I see 100% where you are coming from Kathy !!

If a charity/shelter which runs on donations goes around mopping up the mess of the less unscrupulous breeders... well, it's not why I stick my fiver in the donation tin for. And it does indeed send out the message "heyyyy you don't need an emergency fund when you're a breeder, some nice donation-based charity will mop up your mess".

Breeders should always have the funds to cover things like this! If they don't, then they shouldn't be breeding.


----------



## Tje (Jan 16, 2010)

kelly-joy said:


> the only reason I posted this up is because people kept contacting me asking if they could donate a little something to help Peggle in some way.


yes, so don't you think, in the interests of fairness and clarity, that you answer the simple question Kathy posed of "who paid for his op". It does matter. If I donate to CPL or RSPCA.... I can read their annual review.


----------



## kelly-joy (Oct 14, 2008)

I am not going to post on this thread any more, I will not apologise for saving this boy,in fact if there was another 2morrow , I would probably do the very same again 
I suggest if you have anything to say you take it up with his breeder and not myself, because I am fed up of having to justify helping this baby out.
sorry if that sounds harsh but so many people have contacted me saying horrible things to me about having this boy and I have done nothing but do the best for peggles welfare, so to all those that have emailed me with your horrible words,I couldn't care what you think, I know I am good person and the people that really know me know the same and I couldn't really care two hoots what you all think.


----------



## Tje (Jan 16, 2010)

kelly-joy said:


> I am not going to post on this thread any more, I will not apologise for saving this boy


I was never wanting you to apologise for adopting Peggle... I am *DELIGHTED *you did adopt him. I just wanted you to stop apologising for the breeder and making excuses for her.

Those are two very different things.


----------



## KathyM (Jul 30, 2008)

I am sorry if me criticising the breeder makes you uncomfortable - I posted not knowing about peoples' donations here nor with any agenda other than having read these threads with utter horror at the senseless palming off of a costly kitten to someone caring and compassionate - using your compassion as a ticket out of their responsibility. I'm also sorry that you would leave the thread over it as I would love to hear updates on him now he's with someone who gives a monkeys about him. I just would like to see an end to bad breeders like this dragging down rescues and good breeders alike and laughing all the way to the bank while they breed irresponsibly and falsely advertise how their kittens are all from healthy lines. Perhaps they could put a little bit on their website about how unhealthy kittens are palmed off on the caring, essentially culled from their lines rather than bred away from? I don't know, it just saddens me to see you landed with a bill she should pay, socially and financially.

ETA: I would also like to say I wholeheartedly disagree with anyone emailing you abuse over this and would like to make it clear I haven't emailed anyone.


----------



## delainew (May 15, 2010)

**DATASET SECTION**
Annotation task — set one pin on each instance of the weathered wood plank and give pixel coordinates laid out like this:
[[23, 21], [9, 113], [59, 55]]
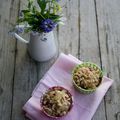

**ACTION ITEM**
Carry on the forum thread about Peggle from the point where it stops. The material has no role here.

**RESPONSE FOR THIS EXERCISE**
I am appalled and shocked with this forum, and like kelly joy I will not post again,
I saved Peggles life - by bottle and syringe feeding him, I feel that I am a good person for doing this!

a bad breeder would have just let him die at 3 weeks old when him got up and started dragging his leg behind him, however I took him to the vets and instead of having him put down as some breeders might I asked her to save him,
the vet said she didn't know if she could, but by a lot of love and dedication from me a few vet visits and an xray i managed to get him to one kilogram and in a healthy position to have his op,I made him a special bed and his chest also improved,

I will always be grateful to kelly joy and vicky to take him on and carry on with his life journey.so when you say nasty things about them it offends me.

Peggle is special to me, and I found him a good home, what I didn't bank on was all the bitching and sour grapes on this forum.
I thought this site was to help people with problems, not to slag them off, because they didnt get a free pedigree kitten.


----------



## KathyM (Jul 30, 2008)

delainew said:


> I am appalled and shocked with this forum, and like kelly joy I will not post again,
> I saved Peggles life - by bottle and syringe feeding him, I feel that I am a good person for doing this!


Too bloomin' right you hand fed him, and so you should, you made him! Just as you should be paying for his treatment now, he is your responsibility. If you can't afford his treatment, you should not be breeding. Being a good breeder is so much more than palming sick kittens off for rescues to use their funds to treat, this attitude sickens me entirely.



> a bad breeder would have just let him die at 3 weeks old when him got up and started dragging his leg behind him, however I took him to the vets and instead of having him put down as some breeders might I asked her to save him,


And you should be paying for him now. Do you seriously think good breeders expect rescue to foot the bill for their messes?



> I will always be grateful to kelly joy and vicky to take him on and carry on with his life journey.so when you say nasty things about them it offends me.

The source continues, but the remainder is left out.